• **Exercise brief**:
Could you render the material, starting at its first line and ending at the line that contains "Target: document on desk", as a JSON list of strings with one string per line and blank lines omitted?

···

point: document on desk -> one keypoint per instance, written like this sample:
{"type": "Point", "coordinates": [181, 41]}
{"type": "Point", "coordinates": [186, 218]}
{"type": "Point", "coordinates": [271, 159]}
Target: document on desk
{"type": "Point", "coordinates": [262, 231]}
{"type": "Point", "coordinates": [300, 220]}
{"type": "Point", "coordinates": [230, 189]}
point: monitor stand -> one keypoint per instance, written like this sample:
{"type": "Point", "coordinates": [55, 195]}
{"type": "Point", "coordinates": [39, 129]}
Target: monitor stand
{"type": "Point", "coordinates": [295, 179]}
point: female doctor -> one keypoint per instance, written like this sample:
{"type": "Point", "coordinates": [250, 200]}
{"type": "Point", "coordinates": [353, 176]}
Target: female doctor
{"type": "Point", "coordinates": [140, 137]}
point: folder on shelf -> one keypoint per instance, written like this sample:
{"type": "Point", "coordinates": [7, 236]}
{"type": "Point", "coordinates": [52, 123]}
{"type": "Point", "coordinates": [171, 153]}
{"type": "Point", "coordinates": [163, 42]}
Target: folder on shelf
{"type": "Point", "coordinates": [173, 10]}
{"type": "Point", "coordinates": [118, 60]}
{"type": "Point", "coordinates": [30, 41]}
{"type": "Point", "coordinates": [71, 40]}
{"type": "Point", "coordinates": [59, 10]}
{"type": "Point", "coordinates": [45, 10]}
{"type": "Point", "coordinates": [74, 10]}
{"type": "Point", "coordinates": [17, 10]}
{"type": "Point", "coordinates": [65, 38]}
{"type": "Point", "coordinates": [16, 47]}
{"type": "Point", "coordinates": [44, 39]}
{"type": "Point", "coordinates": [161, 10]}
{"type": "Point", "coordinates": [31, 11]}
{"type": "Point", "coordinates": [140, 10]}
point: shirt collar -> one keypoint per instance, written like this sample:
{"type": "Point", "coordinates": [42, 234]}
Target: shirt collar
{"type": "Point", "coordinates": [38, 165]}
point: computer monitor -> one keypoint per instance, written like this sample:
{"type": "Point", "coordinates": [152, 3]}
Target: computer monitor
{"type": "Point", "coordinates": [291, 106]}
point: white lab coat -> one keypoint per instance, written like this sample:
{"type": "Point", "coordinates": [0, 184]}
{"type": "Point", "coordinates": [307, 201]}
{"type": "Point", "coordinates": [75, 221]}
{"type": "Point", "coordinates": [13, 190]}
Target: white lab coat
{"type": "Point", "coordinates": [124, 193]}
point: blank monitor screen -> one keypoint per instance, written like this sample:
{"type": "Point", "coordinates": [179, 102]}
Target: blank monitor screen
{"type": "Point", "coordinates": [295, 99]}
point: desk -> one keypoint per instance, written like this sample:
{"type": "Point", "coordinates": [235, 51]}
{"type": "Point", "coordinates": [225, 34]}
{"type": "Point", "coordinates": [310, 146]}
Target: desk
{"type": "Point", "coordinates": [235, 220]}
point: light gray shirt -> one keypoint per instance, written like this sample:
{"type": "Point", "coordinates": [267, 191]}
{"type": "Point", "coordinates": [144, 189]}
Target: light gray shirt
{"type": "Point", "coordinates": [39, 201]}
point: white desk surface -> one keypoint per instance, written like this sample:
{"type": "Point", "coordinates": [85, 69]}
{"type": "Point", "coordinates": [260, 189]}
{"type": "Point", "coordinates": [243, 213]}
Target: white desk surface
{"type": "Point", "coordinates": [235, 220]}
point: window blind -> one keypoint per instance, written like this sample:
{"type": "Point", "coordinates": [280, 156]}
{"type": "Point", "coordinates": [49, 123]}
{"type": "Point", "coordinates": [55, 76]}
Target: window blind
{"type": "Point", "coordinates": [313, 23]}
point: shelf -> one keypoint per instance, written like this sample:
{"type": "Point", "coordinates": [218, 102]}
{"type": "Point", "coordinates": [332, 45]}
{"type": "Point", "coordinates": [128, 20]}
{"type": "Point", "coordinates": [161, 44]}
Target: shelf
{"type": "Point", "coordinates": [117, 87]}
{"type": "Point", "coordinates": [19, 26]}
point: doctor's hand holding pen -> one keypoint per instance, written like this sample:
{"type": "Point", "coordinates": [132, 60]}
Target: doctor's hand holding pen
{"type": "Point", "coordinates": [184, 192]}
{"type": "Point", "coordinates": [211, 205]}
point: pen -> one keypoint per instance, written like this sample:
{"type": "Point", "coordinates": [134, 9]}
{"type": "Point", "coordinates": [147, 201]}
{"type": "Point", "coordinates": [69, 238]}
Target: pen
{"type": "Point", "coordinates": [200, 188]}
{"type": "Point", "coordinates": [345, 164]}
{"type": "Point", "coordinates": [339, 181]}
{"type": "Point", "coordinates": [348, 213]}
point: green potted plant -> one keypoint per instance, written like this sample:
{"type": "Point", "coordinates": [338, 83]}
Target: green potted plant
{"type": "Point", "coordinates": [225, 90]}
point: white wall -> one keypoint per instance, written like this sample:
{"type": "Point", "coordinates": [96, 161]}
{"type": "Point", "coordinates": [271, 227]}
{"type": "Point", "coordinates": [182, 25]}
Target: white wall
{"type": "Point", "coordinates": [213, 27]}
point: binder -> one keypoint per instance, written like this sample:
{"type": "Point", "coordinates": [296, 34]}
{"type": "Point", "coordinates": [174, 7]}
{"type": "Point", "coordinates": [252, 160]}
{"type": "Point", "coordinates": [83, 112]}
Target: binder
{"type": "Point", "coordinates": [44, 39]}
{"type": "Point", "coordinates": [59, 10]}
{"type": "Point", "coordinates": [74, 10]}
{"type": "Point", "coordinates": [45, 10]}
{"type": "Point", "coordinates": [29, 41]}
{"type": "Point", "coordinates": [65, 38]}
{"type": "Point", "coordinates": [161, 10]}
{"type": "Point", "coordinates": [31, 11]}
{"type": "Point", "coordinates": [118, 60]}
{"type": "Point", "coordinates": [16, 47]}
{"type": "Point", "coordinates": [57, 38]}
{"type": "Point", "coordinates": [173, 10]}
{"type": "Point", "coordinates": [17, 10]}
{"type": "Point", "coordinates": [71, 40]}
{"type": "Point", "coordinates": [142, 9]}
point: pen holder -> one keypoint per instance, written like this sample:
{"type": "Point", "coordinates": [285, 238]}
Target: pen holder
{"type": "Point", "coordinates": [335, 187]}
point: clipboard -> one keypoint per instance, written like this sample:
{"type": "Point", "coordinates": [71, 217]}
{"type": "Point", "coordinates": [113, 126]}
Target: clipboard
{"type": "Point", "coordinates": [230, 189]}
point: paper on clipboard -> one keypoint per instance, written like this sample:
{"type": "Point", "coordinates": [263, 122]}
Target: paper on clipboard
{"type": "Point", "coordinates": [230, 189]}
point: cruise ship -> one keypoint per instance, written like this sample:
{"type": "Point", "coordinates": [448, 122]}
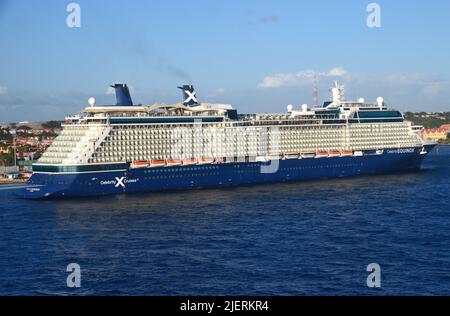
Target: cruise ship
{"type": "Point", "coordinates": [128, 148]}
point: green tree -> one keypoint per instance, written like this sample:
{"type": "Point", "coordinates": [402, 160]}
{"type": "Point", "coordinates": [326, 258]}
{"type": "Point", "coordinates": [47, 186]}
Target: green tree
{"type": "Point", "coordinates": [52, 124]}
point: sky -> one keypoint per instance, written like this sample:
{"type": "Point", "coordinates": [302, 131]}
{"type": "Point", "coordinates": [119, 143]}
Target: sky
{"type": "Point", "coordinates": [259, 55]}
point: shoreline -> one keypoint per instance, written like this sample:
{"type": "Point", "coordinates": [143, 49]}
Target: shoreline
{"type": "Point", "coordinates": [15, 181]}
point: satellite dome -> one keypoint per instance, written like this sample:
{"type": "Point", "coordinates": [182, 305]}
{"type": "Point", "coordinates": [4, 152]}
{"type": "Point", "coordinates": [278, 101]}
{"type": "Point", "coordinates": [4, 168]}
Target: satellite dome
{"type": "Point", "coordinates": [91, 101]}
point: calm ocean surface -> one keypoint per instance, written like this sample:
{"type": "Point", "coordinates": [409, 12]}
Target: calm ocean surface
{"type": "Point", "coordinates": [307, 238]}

···

• **The output**:
[
  "point: document on desk -> one keypoint per instance, written like this sample:",
  "{\"type\": \"Point\", \"coordinates\": [181, 41]}",
  "{\"type\": \"Point\", \"coordinates\": [186, 218]}",
  "{\"type\": \"Point\", \"coordinates\": [271, 159]}",
  "Target: document on desk"
]